▸ What needs to be done
Transcribe everything in the listing as written, and let no image into the copy.

┌─ Given records

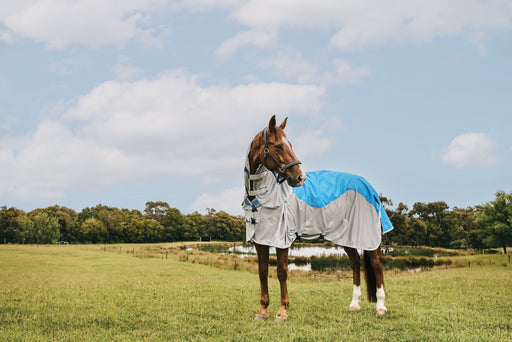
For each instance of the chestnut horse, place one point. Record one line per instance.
(271, 151)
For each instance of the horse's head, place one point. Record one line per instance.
(272, 149)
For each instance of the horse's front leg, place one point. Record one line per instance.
(263, 274)
(282, 275)
(355, 264)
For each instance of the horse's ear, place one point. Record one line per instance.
(283, 125)
(272, 123)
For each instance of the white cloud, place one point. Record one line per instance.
(125, 71)
(290, 64)
(345, 73)
(261, 38)
(312, 142)
(127, 131)
(368, 23)
(93, 23)
(228, 200)
(471, 150)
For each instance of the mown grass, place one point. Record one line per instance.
(85, 293)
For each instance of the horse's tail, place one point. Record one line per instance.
(371, 280)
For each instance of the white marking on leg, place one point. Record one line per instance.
(381, 309)
(356, 298)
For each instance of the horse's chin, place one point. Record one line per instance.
(294, 183)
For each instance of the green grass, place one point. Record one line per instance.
(84, 293)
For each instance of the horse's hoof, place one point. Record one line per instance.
(260, 317)
(354, 308)
(381, 312)
(281, 318)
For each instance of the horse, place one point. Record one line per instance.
(276, 214)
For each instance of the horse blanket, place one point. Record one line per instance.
(339, 207)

└─

▸ Your response
For each instance of the chestnut horse, place one point. Record one line per instance.
(271, 151)
For each instance of the horse's head, place one point. Record one line per instance.
(272, 149)
For each instance of the horse's front leg, place one point. Record one line per instance.
(263, 274)
(282, 275)
(355, 264)
For each instance of the horse's ear, place one point. Record one line per instance.
(283, 125)
(272, 123)
For each instance of the white cloud, place one point. Record one line per instance.
(125, 71)
(290, 64)
(345, 73)
(261, 38)
(312, 142)
(127, 131)
(368, 23)
(93, 23)
(228, 200)
(471, 150)
For each instance of the mown grass, place one point. Record one line per instance.
(85, 293)
For each instance of the horse's tail, place one point. Record one line per instance.
(371, 280)
For each instance of the white marking on leg, place one point. Record one line per instance.
(381, 309)
(356, 298)
For each instance of the horse's chin, place one point. Record one line per instance.
(294, 183)
For each instance of the green grass, place one point. Record one line per instance.
(84, 293)
For each instance of the horse's hoof, place one point. Record one line per instance.
(260, 317)
(354, 308)
(381, 312)
(281, 318)
For each instance of the horse, place one point. Record one line per instance.
(276, 214)
For each instance of the horse blanket, place one point. Record one line per instance.
(339, 207)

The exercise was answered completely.